Exercice écrit a = Quelles lignes des rangées contiennent le mot « white » ? Relevez-les toutes, en tenant compte de la casse.

Extrait de page =
################

Le 26 décembre 1961, le Parlement votait une première loi sur la réinstallation des rapatriés en y posant dans son article 41e principe d'une indemnisation en cas de spoliation. A cette époque, l'Algérie n'était pas encore indépendante mais, déjà, refluaient de Tunisie et du Maroc, indépendants depuis quelques années, des Français spoliés de leurs biens.
Apres que les accords d'Evian ayant mis fin à la guerre d'Algérie eurent été signés en mars 1962 entre le F.L.N. et la France, et avant que ne fût proclamée l'indépendance de l'Algérie le 3 juillet 1962, les tracts et brochures édités par le Haut-Commissariat en Algérie s'attachaient à donner aux Français d'Algérie des apaisements.
Et on pouvait parler de légèreté gouvernementale dès lors que l'on savait parfaitement que Ben Bella, dès son élargissement après les accords d'Évian, s'était opposé fermement aux négociateurs jusqu'à les faire mettre en minorité au Congrès historique du F.L.N. de Tripoli, où fut élaborée la charte de l'Algérie socialiste établissant un plan très précis de récupération des richesses nationales de l'Algérie.
Le gouvernement français de l'époque, qui voudra toujours occulter son erreur de jugement ou sa manière hâtive de se défaire d'un problème épineux, s'attachera à maintenir une fiction d'accords d'Évian que l'Algérie (qui, juridiquement, n'était pas liée par eux, puisque inexistante comme Etat en mars 1962) ne ratifiera jamais et ignorera superbement. De là découlera le refus par le gouvernement français de tout droit des spoliés à indemnisation jusqu'en 1978.
HUMILIATION ET SPOLIATION
Contrairement à ce qui vient d'être récemment écrit par certains journaux habituellement sérieux, au 1er juillet 1962, 250 000 Européens d'Algérie, peu confiants dans les promesses qui leur étaient faites, avaient franchi la mer, mais 750 000 étaient encore sur place, prêts à faire confiance aux assurances de leur gouvernement. Spécialement tous ceux qui, ayant des responsabilités administratives ou économiques, étaient à leur poste lorsque s'est levé le rideau de l'indépendance algérienne.
Ce fut alors l'horrible massacre d'Oran, le 5 juillet 1962, où 1100 Français ont été abattus par des éléments incontrôlés. Ne parlons même pas des horribles représailles subies à la même époque par les supplétifs que l'armée française avait pris la responsabilité de lever et connus sous le nom de harkis.
Les pieds-noirs commencent à fuir et lorsque leurs responsabilités ne leur permettent pas de partir, ils tentent au moins de mettre leur famille à l'abri. Au début d'août 1962, 500 000 pieds-noirs sur un million avaient passé la mer. A Oran, il n'en restait plus que 40 000 sur 200 000.

################

Exercice écrit b =
Répondez à ces questions sur l'extrait consacré aux rapatriés d'Algérie :
(i) À quelle date le Parlement a-t-il voté la première loi sur la réinstallation des rapatriés ?
(ii) Combien de Français ont été abattus lors du massacre d'Oran ?
(iii) Combien de pieds-noirs restaient à Oran au début d'août 1962 ?

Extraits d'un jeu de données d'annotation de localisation
################

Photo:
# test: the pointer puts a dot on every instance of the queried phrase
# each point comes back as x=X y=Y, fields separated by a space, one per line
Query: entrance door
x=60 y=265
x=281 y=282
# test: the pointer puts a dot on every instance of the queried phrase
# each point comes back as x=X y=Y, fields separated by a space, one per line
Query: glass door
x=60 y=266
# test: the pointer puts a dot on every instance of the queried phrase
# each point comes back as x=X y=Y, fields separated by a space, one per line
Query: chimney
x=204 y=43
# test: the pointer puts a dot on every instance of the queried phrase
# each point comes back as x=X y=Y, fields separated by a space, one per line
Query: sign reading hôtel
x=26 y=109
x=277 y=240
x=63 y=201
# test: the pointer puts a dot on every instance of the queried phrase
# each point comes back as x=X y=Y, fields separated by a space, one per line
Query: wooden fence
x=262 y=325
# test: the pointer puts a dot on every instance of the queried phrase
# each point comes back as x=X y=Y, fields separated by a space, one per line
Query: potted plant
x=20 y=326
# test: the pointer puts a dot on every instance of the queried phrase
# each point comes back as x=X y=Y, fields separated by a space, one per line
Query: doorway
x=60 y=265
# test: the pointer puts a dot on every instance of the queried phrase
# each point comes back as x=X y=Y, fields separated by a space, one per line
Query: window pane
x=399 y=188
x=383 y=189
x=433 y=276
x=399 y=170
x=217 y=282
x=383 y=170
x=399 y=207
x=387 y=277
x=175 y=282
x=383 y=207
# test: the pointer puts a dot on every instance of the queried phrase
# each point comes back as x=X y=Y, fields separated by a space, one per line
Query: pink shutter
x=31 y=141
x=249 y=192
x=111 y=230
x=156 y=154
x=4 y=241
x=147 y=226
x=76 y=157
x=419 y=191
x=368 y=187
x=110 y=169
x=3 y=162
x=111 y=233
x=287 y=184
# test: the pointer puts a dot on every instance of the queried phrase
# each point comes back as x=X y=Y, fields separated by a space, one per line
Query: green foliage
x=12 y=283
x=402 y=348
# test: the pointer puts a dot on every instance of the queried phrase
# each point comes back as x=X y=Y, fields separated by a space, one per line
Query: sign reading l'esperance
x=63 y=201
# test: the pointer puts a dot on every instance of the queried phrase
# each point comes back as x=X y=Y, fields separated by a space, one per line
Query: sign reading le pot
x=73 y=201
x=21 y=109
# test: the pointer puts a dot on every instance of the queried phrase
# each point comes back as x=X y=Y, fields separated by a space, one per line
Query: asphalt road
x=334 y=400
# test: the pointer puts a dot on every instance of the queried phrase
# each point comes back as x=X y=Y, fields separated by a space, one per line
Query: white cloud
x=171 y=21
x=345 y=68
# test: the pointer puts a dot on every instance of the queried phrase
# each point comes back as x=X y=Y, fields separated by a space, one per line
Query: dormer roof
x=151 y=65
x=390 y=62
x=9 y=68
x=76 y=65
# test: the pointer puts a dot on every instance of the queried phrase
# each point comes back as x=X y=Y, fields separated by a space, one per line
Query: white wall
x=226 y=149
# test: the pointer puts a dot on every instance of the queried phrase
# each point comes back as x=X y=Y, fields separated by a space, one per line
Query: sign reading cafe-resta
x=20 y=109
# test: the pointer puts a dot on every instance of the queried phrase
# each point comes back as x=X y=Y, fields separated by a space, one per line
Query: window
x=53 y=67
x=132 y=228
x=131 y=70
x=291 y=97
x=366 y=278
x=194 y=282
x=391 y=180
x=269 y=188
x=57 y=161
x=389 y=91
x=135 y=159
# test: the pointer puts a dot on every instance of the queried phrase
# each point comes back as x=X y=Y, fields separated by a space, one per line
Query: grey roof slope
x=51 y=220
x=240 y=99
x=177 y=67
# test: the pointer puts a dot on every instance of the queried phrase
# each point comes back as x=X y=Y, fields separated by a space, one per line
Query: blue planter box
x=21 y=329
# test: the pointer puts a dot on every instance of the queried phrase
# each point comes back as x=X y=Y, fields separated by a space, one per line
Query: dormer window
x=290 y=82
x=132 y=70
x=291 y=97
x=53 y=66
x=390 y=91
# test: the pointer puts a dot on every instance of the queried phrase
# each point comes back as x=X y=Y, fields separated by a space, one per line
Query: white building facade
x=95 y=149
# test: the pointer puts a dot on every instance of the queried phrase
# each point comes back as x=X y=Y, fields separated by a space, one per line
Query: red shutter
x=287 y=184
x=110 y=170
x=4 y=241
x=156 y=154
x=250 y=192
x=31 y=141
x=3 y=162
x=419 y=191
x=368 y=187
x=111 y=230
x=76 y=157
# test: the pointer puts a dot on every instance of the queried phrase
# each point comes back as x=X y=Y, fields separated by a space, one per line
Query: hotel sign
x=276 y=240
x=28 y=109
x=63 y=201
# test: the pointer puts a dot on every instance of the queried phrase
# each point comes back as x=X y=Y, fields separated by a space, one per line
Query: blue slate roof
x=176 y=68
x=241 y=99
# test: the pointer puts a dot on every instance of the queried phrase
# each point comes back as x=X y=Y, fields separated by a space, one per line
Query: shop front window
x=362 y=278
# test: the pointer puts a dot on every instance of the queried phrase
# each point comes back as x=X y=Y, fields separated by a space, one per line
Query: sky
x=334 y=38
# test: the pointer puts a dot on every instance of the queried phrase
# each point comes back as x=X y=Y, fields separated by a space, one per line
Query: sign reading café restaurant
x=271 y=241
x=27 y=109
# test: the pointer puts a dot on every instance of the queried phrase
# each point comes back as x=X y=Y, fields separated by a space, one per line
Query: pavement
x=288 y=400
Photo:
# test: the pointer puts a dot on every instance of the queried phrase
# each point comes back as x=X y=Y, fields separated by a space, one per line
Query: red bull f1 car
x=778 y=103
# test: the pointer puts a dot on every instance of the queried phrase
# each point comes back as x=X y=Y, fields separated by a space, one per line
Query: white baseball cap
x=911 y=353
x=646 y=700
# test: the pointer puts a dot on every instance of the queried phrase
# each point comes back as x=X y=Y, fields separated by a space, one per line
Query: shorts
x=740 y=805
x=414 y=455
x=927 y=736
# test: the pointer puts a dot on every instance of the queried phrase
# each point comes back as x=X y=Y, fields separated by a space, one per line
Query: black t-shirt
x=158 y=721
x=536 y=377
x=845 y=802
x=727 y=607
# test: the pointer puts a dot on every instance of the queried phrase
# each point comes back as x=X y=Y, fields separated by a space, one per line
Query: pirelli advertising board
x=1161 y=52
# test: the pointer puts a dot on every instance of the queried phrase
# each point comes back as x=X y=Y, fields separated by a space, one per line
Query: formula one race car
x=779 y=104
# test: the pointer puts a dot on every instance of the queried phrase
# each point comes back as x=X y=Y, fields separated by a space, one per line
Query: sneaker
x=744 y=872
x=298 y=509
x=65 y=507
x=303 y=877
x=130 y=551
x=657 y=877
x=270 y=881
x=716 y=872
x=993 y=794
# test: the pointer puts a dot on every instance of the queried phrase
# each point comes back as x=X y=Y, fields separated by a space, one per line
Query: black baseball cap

################

Réponse a =
Query: white cloud
Query: white wall
Query: white building facade
Query: white baseball cap

Réponse b =
(i) Le 26 décembre 1961.
(ii) 1100.
(iii) 40 000 sur 200 000.